## Source extract
◇ ◇ ◇ ◇ ◇

Identifying a Manipulative Person
Manipulators are often intelligent, and they are good at using subtle aggression to get what they want. They're also highly skilled at deception, which can make it difficult to spot their behavior in the first place.
Professor Bowers conducted more than 100 interviews with forensic nurses and compiled a list of five common behaviors of manipulative people:
- Coercive persuasion: Manipulative people may use bribery or offer other rewards or inducements to get what they want. They may also bully people. This can include making threats, challenges and requests, and this can be verbal, emotional or physical.
- Conditioning: Manipulators might "condition" someone into forming a relationship with them by using flattery, intimacy or sympathy, so that they get what they want in the future.
- Misusing authority: They may use hierarchies or power structures to undermine the position of those they want to control.
- Fraud: Manipulators may lie to people, con them, or exploit their trust.
- Conflict: They may create conflict by pitting people against one another. They often use existing weaknesses or conflicts within a group.
In his 2010 book, "In Sheep's Clothing: Understanding and Dealing With Manipulative People," Dr George K. Simon outlined additional behaviors that manipulators commonly demonstrate:
- Lying by omission: Manipulators may hide a significant portion of the truth.
- Diversion: They may change the subject abruptly to avoid discussing topics or answering questions.
- Denial: Manipulators may deny that they have done anything wrong when they are confronted.
- Rationalization: They will attempt to justify or explain their behavior.
- Minimization: This is a subtle blend of denial and rationalization. Manipulators often play down others' concerns about their behavior or actions.

◇ ◇ ◇ ◇ ◇

## Collected data
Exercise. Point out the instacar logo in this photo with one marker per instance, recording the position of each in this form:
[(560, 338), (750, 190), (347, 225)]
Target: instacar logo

◇ ◇ ◇ ◇ ◇

## What you need to do
From the passage on manipulative people, extract word for word the part that opens with the words containing "- Conflict: They" and closes with "explain their behavior.". The listing is separate from the passage on manipulative people and stands on its own.

## The completed task
- Conflict: They may create conflict by pitting people against one another. They often use existing weaknesses or conflicts within a group.
In his 2010 book, "In Sheep's Clothing: Understanding and Dealing With Manipulative People," Dr George K. Simon outlined additional behaviors that manipulators commonly demonstrate:
- Lying by omission: Manipulators may hide a significant portion of the truth.
- Diversion: They may change the subject abruptly to avoid discussing topics or answering questions.
- Denial: Manipulators may deny that they have done anything wrong when they are confronted.
- Rationalization: They will attempt to justify or explain their behavior.